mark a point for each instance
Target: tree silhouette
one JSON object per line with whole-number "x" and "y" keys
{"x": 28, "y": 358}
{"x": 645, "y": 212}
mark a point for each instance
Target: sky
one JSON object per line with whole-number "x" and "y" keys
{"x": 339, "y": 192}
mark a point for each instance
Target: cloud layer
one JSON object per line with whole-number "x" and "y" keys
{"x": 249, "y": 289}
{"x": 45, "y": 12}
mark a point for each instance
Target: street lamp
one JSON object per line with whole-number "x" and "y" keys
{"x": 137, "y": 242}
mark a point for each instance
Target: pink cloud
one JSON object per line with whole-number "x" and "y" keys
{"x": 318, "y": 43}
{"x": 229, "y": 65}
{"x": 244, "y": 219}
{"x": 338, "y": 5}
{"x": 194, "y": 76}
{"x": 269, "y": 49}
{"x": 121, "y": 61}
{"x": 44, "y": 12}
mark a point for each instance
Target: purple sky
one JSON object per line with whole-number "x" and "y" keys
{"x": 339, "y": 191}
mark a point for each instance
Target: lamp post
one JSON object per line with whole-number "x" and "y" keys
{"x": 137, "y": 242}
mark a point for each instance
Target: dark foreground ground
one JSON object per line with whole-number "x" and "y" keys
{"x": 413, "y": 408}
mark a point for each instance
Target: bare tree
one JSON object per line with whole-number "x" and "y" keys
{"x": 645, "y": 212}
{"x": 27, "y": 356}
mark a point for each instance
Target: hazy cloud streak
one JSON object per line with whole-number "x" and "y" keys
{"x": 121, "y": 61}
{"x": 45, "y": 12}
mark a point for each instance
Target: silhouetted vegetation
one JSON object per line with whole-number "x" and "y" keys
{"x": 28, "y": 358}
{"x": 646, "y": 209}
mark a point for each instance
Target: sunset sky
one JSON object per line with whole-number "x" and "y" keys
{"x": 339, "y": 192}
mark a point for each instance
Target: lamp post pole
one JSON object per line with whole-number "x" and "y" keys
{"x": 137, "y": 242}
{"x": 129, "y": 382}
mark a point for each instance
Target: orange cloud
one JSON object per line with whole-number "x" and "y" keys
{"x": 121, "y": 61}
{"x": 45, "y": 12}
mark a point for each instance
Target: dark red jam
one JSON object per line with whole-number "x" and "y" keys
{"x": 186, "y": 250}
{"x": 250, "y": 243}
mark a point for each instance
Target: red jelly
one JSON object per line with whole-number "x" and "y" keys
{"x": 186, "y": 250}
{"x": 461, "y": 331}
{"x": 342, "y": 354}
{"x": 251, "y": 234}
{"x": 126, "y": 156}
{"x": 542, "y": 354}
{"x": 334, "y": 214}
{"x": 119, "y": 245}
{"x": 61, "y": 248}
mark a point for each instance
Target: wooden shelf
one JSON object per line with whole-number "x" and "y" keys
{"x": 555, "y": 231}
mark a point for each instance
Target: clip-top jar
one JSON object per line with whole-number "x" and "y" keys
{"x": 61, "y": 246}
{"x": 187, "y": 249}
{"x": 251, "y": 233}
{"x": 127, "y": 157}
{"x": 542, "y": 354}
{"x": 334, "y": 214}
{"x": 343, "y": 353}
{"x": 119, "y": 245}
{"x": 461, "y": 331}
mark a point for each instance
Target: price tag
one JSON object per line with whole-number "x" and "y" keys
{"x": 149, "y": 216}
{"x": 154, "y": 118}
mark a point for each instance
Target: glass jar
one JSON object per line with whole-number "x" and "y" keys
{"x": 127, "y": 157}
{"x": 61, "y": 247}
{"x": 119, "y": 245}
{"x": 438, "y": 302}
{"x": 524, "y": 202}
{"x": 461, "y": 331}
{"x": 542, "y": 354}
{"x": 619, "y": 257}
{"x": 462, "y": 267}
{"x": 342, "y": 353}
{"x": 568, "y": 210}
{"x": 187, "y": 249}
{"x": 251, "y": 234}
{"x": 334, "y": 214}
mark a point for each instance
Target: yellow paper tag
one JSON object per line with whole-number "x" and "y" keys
+ + + + + + +
_Task_:
Print again each line of the listing above, exactly as it appears.

_Written reply_:
mark a point for each instance
Target: tree silhouette
one JSON object per line with whole-number "x" and "y" keys
{"x": 28, "y": 358}
{"x": 645, "y": 212}
mark a point for each instance
Target: sky
one JSON object per line with whole-number "x" and "y" keys
{"x": 339, "y": 192}
mark a point for each instance
Target: cloud layer
one JSON object per line with whole-number "x" and "y" keys
{"x": 249, "y": 289}
{"x": 45, "y": 12}
mark a point for each instance
Target: street lamp
one JSON object per line with whole-number "x" and "y" keys
{"x": 137, "y": 242}
mark a point for each instance
Target: pink cloud
one JSON object per line with whole-number "x" and "y" keys
{"x": 318, "y": 43}
{"x": 229, "y": 65}
{"x": 244, "y": 219}
{"x": 338, "y": 5}
{"x": 194, "y": 76}
{"x": 269, "y": 49}
{"x": 121, "y": 61}
{"x": 44, "y": 12}
mark a point for each instance
Target: purple sky
one JSON object per line with whole-number "x" and "y" keys
{"x": 339, "y": 191}
mark a point for each instance
Target: lamp post
one JSON object per line with whole-number "x" and "y" keys
{"x": 137, "y": 242}
mark a point for each instance
Target: dark foreground ground
one JSON object per line with whole-number "x" and "y" keys
{"x": 413, "y": 408}
mark a point for each instance
Target: bare tree
one JSON object per line with whole-number "x" and "y" keys
{"x": 645, "y": 212}
{"x": 27, "y": 356}
mark a point for each instance
Target: hazy cloud streak
one JSON object per line with whole-number "x" and "y" keys
{"x": 121, "y": 61}
{"x": 45, "y": 12}
mark a point for each instance
Target: silhouetted vegetation
one JSON object per line with whole-number "x" and "y" keys
{"x": 28, "y": 358}
{"x": 646, "y": 209}
mark a point for each instance
Target: sunset sky
one JSON object per line with whole-number "x" and "y" keys
{"x": 339, "y": 192}
mark a point for each instance
Target: lamp post pole
one JSON object per line with whole-number "x" and "y" keys
{"x": 137, "y": 242}
{"x": 129, "y": 382}
mark a point for each instance
Target: orange cloud
one JSON object per line with whole-number "x" and "y" keys
{"x": 121, "y": 61}
{"x": 45, "y": 12}
mark a point for each instance
Target: dark red jam
one JSON object per line with whole-number "x" and "y" keys
{"x": 186, "y": 250}
{"x": 250, "y": 243}
mark a point for each instance
Target: red jelly
one JSON object per line with whole-number "x" and "y" keys
{"x": 186, "y": 250}
{"x": 461, "y": 331}
{"x": 342, "y": 354}
{"x": 251, "y": 234}
{"x": 126, "y": 156}
{"x": 542, "y": 354}
{"x": 334, "y": 214}
{"x": 119, "y": 245}
{"x": 61, "y": 248}
mark a point for each instance
Target: wooden shelf
one JSON object per line with whole-number "x" and "y" keys
{"x": 555, "y": 231}
mark a point for each instance
Target: clip-top jar
one JSON object per line with whole-number "x" and "y" keys
{"x": 61, "y": 246}
{"x": 187, "y": 249}
{"x": 251, "y": 233}
{"x": 127, "y": 157}
{"x": 542, "y": 354}
{"x": 334, "y": 214}
{"x": 343, "y": 353}
{"x": 119, "y": 245}
{"x": 461, "y": 331}
mark a point for each instance
Target: price tag
one JSON object per line with whole-number "x" and "y" keys
{"x": 149, "y": 216}
{"x": 154, "y": 118}
mark a point for each instance
Target: glass jar
one JSON object per line with whole-number "x" and "y" keys
{"x": 127, "y": 157}
{"x": 61, "y": 247}
{"x": 119, "y": 245}
{"x": 438, "y": 302}
{"x": 524, "y": 202}
{"x": 461, "y": 331}
{"x": 542, "y": 354}
{"x": 619, "y": 257}
{"x": 462, "y": 267}
{"x": 342, "y": 353}
{"x": 568, "y": 210}
{"x": 187, "y": 249}
{"x": 251, "y": 234}
{"x": 334, "y": 214}
mark a point for each instance
Target: yellow paper tag
one JSON object per line with whole-number "x" and "y" keys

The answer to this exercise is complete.